On integrating Wave, Wookie and Twitter

Stitching together the new ‘realtime’ collaborative platforms seems an obvious thing to be doing in theory, but throws up some interesting issues in practice.

Back when Wave was first demonstrated by Google, one of the robots (participants in a Wave that represent some machine or service) that got a few minutes in the limelight was Tweety the twitterbot. Tweety showed how updates to a Wave can be piped through to Twitter, and vice versa. Great, you can follow conversations in the one, without leaving the other.

Tweety the twitterbot pipes tweets into a Wave

Tweety the twitterbot pipes tweets into a Wave

In the same vein, when Google unveiled Wave Gadgets (small applications that can be integrated into a Wave), their collaborative, multi-user, concurrent or realtime nature was so similar to Wookie, that Scott Wilson converted them to run on Wookie rather than Wave. Now that Wave is slowly opening up, what could be more natural than seeing whether a bunch of people on a Wave could be interacting with a bunch of people in Moodle via a Wookie widget?

Technically, all this is possible, and I’ve seen it work- but it does require some thinking about how the contexts fit together.

For example, Tweety relays all tweets from all followers of one account to everyone in a Wave. Worse, it relays everyone’s blips from that Wave as separate tweets via the one account. Apart from the fact that seeing other people’s contributions appear in your own name, the Wave conversation is just too noisy and fast to make any sense in a micro-blogging context. Likewise, all tweets from all followers of one person (live!) is a lot of noise when a worthwhile Wave conversation can only really be about a couple of linked tweets between a few followers.

The Wookie ‘Natter’ chat widget in Wave integration looked more of a natural fit. As integrations go, this was pretty shallow: Natter is displayed in Wave, but has no idea who is interacting with it there. Put differently, everyone in Wave is just one participant in Natter. This is potentially quite useful, as everyone else in Natter is in a wholly different environment, and therefore engaged in a different activity. They can’t see what’s going on in the linked Wave. Channelling contributions through one entity therefore makes sense; linked but separate.

The Wookie 'Natter' chat widget in Wave

The Wookie 'Natter' chat widget in Wave

A deeper integration where Wave participants showed up in a Wookie widget properly, much like Moodle or Elgg based people do now, looks technically feasible and socially doable. Unlike Twitter and Wave, the basic user interaction models of Wookie and Wave look similar enough not to jar.

Other integrations are also conceivable: you could push updates on a Wookie widget as blips to a Wave via a robot (Tweety-style) and vice versa, but that looks like a lot of effort for not much gain over a widget approach.

**EXERCISE OBJECTIVE**
Pick up the piece on linking Wave, Wookie and Twitter right after its last sentence and carry it forward.

**RECORDS PROVIDED**
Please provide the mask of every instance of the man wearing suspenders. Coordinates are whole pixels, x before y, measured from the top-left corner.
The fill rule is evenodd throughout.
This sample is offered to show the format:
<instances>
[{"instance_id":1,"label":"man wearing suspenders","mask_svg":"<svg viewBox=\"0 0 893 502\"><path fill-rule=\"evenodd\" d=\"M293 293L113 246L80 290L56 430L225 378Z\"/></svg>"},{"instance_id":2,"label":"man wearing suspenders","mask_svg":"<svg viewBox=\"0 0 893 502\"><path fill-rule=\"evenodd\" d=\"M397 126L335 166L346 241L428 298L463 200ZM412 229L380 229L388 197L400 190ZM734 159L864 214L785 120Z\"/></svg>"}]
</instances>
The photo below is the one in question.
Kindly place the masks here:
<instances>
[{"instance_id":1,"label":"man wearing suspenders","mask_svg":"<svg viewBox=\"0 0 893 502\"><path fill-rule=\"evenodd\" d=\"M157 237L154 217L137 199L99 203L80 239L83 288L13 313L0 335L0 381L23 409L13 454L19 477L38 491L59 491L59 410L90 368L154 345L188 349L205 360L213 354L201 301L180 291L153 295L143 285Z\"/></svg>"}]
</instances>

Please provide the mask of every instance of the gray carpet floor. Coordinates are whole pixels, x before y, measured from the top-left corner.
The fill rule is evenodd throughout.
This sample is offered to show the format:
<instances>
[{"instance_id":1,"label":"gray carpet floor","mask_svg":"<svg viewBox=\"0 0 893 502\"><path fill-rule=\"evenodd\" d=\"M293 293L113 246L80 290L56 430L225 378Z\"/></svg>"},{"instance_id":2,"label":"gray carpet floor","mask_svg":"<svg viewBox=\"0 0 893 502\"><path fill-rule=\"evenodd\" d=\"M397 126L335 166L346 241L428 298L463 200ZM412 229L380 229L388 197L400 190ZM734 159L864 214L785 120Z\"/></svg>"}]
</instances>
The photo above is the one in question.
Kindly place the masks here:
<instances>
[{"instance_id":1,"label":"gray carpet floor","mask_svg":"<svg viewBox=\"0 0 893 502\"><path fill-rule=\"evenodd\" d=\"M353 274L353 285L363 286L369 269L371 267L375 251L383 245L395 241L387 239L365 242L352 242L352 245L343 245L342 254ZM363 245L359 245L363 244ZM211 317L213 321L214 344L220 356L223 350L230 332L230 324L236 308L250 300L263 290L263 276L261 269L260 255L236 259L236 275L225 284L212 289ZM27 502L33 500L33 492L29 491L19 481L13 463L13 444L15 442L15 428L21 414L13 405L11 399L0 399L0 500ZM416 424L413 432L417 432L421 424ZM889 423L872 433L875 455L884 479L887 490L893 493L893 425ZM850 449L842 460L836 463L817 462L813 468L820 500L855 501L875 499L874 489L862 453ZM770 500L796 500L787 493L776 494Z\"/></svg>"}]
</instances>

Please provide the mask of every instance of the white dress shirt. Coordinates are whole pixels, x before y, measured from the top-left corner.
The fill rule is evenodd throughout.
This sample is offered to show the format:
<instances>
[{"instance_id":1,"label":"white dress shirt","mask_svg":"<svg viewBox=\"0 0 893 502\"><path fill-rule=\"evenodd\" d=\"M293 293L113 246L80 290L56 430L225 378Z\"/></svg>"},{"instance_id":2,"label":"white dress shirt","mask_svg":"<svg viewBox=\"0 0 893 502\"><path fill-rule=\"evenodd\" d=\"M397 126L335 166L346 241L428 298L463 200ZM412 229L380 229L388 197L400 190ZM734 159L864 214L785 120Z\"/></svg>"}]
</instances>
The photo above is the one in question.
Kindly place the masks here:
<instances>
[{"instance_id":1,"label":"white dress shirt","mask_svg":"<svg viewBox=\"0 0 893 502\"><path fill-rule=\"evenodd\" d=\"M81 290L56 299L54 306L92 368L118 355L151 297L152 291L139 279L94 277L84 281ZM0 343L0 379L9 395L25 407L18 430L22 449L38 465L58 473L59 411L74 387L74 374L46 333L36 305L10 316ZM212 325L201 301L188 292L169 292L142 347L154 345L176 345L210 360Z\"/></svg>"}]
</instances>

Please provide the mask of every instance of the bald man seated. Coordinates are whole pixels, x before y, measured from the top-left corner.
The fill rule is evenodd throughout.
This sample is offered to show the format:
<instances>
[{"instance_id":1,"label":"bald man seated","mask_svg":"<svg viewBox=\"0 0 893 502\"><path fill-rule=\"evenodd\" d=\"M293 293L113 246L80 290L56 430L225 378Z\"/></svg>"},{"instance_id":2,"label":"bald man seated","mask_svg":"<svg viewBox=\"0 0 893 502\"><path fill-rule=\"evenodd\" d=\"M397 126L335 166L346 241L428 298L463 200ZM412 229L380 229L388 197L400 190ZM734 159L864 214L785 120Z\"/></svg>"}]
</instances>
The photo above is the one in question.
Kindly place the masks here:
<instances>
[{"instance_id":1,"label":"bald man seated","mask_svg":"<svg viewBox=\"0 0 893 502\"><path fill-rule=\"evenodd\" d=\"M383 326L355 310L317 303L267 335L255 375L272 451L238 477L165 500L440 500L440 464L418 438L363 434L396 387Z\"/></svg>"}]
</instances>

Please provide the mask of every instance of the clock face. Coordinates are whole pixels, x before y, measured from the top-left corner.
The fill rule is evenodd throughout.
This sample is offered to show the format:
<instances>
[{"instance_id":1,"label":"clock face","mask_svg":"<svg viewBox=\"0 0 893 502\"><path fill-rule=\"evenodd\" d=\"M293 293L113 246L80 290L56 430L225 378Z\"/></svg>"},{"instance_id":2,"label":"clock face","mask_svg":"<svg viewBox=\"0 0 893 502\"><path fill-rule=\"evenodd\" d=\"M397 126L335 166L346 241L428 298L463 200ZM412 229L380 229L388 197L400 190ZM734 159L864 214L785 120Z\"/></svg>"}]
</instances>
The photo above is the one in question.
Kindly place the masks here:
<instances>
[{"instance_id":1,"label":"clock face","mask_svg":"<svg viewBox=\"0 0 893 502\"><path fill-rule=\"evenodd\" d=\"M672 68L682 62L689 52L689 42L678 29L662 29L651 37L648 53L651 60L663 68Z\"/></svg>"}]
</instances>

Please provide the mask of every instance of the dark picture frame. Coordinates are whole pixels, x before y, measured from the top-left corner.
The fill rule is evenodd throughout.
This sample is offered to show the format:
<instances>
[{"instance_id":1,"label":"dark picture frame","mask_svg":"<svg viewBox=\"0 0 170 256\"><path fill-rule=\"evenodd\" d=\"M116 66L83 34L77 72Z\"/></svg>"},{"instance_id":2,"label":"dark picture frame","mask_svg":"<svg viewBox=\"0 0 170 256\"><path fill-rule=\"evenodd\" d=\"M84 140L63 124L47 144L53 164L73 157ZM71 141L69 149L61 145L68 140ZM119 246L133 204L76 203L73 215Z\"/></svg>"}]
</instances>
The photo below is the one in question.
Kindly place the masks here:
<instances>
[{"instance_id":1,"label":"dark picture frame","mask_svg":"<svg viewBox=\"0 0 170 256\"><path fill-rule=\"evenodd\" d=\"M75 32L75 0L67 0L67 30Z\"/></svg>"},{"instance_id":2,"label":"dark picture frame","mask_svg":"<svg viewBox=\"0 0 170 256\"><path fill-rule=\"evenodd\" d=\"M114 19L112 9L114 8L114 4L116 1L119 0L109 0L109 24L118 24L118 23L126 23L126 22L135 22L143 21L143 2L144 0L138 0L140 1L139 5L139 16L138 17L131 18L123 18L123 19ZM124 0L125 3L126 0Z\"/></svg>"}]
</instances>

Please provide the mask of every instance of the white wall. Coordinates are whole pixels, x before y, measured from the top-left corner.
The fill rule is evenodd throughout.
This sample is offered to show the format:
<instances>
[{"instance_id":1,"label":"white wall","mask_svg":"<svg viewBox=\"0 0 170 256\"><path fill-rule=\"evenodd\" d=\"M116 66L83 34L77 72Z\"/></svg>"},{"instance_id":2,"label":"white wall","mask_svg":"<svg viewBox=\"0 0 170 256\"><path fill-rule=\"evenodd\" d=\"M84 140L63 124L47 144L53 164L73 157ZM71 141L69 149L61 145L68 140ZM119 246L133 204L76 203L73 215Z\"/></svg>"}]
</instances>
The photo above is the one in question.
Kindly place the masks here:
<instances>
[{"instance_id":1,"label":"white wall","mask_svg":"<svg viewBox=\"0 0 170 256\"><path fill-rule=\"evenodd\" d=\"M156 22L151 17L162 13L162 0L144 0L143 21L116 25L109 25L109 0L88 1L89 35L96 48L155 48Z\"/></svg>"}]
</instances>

**EXERCISE RESPONSE**
Longer term, though, the best way to integrate realtime platforms seems to be via something like the Wave protocol. That way, people can pick and choose the environment and/or user interface that suits them, independent of the social context or network they’re interacting with. Fortunately, that’s what Google is aiming for with some more releases of open source client and server code and updates to the Wave protocol.

For a wider overview of Wave and its potential for teaching and learning, see my earlier post

Google Wave and teaching & learning

The announcement of Google’s new Wave technology seems to be causing equal parts excitement and bafflement. For education, it’s worth getting through the bafflement, because the potential is quite exciting.

What is Google Wave?

There’s many aspects, and the combination of features is rather innovative, so a degree of blind-people-describing-an-elephant will probably persist. For me, though, Google Wave exists on two levels: one is as a particular social networking tool, not unlike facebook, twitter etc. The other is as a whole new technology, on the same level as email, instant messaging or the web itself.

As a social networking tool, Wave’s brain, erm, ‘wave’ is that it focusses on the conversation as the most important organising principle. Unlike most existing social software, communication is not between everyone on your friends/buddies/followers list, but between everyone invited to a particular conversation. That sounds like good old email, but unlike email, a wave is a constantly updated, living document. You can invite new people to it, watch them add stuff as they type, and replay the whole conversation from the beginning.

As a new technology, then, Google Wave turns every conversation (or ‘wave’ in Google speak) into a live object on the internet, that you can invite people and other machine services (‘robots’) to. The wave need not be textual, you can also collaborate on resources or interact with simple tools (‘gadgets’). Between them, gadgets and robots allow developers to bring in all kinds of information and functionality into the conversation.

The fact that waves are live objects on the internet points to the potential depth of the new technology. Where email is all about stored messages, and the web about linked resources, Wave is about collaborative events. As such, it builds on the shift to a ‘realtime stream’ approach to social interaction that is being brought about by twitter in particular.

The really exciting bit about Wave, though, is the promise that – like email and the web, and unlike most social network tools – anyone can play. It doesn’t rely on a single organisation; anyone with access to a server should be able to set up a wave instance, and communicate with other wave instances. The wave interoperability specifications look open, and the code that Google uses will be open sourced too.

Why does Wave matter for teaching and learning?

A lot of educational technology centres around activity and resource management. If you take a social constructivist approach to learning, the activity type that’s most interesting is likely to be group collaboration, and the most interesting resources are those that can be constructed, annotated or modified collaboratively.

A technology like Google Wave has the potential to impact this area significantly, because it is built around the idea of real time document collaboration as the fundamental organising concept. More than that, it allows the participants to determine who is involved with any particular learning activity; it’s not limited to those that have been signed up for a whole course, or even to those who where involved in earlier stages of the collaboration. In that sense, Google Wave strongly resembles pioneering collaborative, participant-run, activity focussed VLEs such as Colloquia (disclosure: my colleagues built Colloquia).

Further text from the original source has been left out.